◆ Problem set ◆
(A) In the airplane altitude problem below, what is assumed first about how the air temperature changes with the airplane's height?
(B) In the airplane altitude problem below, rewrite the paragraph beginning "Here, p is the pressure" as a short list of symbols and their meanings.

◆ Passage shown ◆
»»
Chapter 2, Problem 2.1P

Interpretation Introduction

Interpretation:

The altitude of the airplane above the sea level is to be determined as accurately as possible.

Concept Introduction:

The hydrostatic approximation combined with ideal gas law is:

  $\frac{dp}{dz}=-\frac{pg}{RT}$ ............(1)

Here, p is the pressure on the fluid at height z at temperature T . R is the universal gas constant and g is the acceleration due to gravity.

Answer to Problem 2.1P

The altitude of the airplane above the sea level is $9219.8\text{ ft}$ .

Explanation of Solution

Given information:

The biometric pressure at the sea level is measured to be $30.1\text{ in}\text{.Hg}$ with temperature of ${70}^{\circ }\text{F}$ . In the indicator of the airplane in flight, the gage pressure is $10.6\text{ psia}$ and the air temperature is ${46}^{\circ }\text{C}$ .

First, assume that the change in the temperature of air is linear with the height of the airplane. Sea level is indicated by ‘0’ and airplane level is indicated by ‘1’. If the height of the airplane from the sea level be ‘ h’ , then

  $\begin{array}{c}{T}_0={70}^{°}\text{F}=530\text{ R}\\ T_1={46}^{°}\text{F}=506\text{ R}\\ T=T_0+\frac{T_1-T_0}{z_1-z_0}\left(z\right)\\ T=530+\frac{506-530}{h-0}\left(z\right)\\ T=530-\frac{24}{h}\left(z\right)\end{array}$

Use this relationship in equation (1) and integrate it to get an expression in terms of pressure and height as:

  $\begin{array}{c}\frac{dp}{dz}=-\frac{pg}{RT}\\ \frac{dp}{dz}=-\frac{pg}{R\left(530-\frac{24z}{h}\right)}\\ {\displaystyle \underset{p_0}{\overset{p_1}{\int }}\frac{dp}{p}}=-\frac{g}{R}{\displaystyle \underset{0}{\overset{h}{\int }}\frac{dz}{\left(530-\frac{24z}{h}\right)}}\\ \ln \frac{p_1}{p_0}=-\frac{gh}{24R}\ln \frac{530}{506}\end{array}$

Substitute the given values of the variables as:

  $\begin{array}{c}{p}_0=30.1\text{ in}\text{. Hg}=14.78\text{ psia}\\ p_1=10.6\text{ psia}\\ R=0.3704\frac{\text{psia}\cdot {\text{ft}}^3}{\text{lbm}\cdot \text{R}}\\ g=32.17\frac{\text{ft}}{{\text{s}}^2}\end{array}$

Calculate the value of h as:

  $\begin{array}{c}\ln \frac{p_1}{p_0}=-\frac{gh}{24R}\ln \frac{530}{506}\\ \ln \frac{10.6}{14.78}=-\frac{\left(32.17\right)h}{24\left(0.3704\right)}\ln \frac{530}{506}\\ h=1.99\frac{\cancel{{\text{ft}}^{\text{2}}}\cdot \cancel{{\text{s}}^{\text{2}}}}{\cancel{\text{lbm}}}\frac{\cancel{\text{lbf}}}{\cancel{\text{in}{\text{.}}^2}}\times \frac{144\cancel{\text{in}{\text{.}}^2}}{\cancel{{\text{ft}}^{\text{2}}}}\times \frac{32.174\frac{\text{ft}\cdot \cancel{\text{lbm}}}{\cancel{{\text{s}}^2}}}{\cancel{\text{lbf}}}\\ h=9219.8\text{ ft}\end{array}$
««
◆ Excerpted records ◆
»»
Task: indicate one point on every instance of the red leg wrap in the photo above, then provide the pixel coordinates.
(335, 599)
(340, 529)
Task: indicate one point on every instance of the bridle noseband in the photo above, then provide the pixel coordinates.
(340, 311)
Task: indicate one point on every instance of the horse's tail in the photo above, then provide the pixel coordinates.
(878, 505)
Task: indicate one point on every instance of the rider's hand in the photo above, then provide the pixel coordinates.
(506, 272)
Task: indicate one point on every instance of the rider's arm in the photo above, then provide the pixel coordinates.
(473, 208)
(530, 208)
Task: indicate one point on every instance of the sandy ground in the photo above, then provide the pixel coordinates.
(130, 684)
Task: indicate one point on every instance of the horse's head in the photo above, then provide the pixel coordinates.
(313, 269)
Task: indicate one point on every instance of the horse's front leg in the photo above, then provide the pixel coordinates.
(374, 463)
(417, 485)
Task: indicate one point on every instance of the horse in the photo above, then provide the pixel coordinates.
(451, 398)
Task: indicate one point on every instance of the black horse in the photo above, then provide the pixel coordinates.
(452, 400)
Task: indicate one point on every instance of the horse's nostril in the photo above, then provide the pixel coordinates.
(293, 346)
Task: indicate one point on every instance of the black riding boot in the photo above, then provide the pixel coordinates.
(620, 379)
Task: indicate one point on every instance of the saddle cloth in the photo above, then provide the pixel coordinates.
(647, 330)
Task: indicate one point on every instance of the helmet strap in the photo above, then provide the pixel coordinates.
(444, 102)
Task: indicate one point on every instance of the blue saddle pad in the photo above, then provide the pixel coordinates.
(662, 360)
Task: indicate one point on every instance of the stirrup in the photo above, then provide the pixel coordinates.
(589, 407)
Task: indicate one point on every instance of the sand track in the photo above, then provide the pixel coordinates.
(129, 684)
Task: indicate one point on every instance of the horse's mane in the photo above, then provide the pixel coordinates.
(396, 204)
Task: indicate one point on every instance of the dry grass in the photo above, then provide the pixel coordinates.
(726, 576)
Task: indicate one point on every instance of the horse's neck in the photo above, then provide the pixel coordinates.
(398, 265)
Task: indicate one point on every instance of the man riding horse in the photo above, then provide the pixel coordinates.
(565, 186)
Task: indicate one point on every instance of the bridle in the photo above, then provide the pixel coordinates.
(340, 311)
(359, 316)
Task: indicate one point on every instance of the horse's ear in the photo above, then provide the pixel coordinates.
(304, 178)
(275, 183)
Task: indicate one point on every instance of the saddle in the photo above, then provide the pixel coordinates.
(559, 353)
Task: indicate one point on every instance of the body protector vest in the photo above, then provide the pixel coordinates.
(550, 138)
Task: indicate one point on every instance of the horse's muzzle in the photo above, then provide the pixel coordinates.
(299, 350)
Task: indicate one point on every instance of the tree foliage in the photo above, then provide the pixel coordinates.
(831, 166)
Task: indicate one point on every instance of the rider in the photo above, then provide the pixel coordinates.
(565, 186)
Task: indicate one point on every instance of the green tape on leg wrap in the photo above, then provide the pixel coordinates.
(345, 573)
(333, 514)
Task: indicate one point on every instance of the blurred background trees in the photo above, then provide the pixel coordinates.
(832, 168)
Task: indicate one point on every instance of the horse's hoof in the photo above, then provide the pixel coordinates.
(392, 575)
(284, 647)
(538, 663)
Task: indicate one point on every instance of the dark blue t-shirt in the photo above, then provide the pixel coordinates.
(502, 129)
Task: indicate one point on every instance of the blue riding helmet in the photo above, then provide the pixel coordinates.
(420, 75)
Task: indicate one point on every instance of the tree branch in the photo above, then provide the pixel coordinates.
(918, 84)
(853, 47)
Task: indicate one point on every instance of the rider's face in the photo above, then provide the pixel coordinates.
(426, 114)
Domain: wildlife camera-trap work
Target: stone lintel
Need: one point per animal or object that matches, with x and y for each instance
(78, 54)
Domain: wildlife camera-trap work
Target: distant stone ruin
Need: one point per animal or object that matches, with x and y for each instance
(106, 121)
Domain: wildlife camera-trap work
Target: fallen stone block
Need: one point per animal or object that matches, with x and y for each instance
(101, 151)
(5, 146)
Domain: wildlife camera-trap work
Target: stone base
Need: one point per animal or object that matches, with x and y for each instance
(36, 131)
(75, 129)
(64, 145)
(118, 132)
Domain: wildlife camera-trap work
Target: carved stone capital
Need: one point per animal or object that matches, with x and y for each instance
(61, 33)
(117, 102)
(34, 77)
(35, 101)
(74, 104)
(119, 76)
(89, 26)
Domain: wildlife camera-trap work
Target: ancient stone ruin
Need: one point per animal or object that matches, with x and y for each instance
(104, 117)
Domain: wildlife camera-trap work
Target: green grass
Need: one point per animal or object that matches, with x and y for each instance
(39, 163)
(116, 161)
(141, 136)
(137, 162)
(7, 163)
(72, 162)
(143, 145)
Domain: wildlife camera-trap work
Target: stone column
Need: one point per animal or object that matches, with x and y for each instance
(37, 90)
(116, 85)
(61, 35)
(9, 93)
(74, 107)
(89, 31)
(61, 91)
««
◆ Answers per task ◆
(A) The change in air temperature is assumed to be linear with the height of the airplane.

(B)
- p: pressure on the fluid at height z and temperature T
- R: universal gas constant
- g: acceleration due to gravity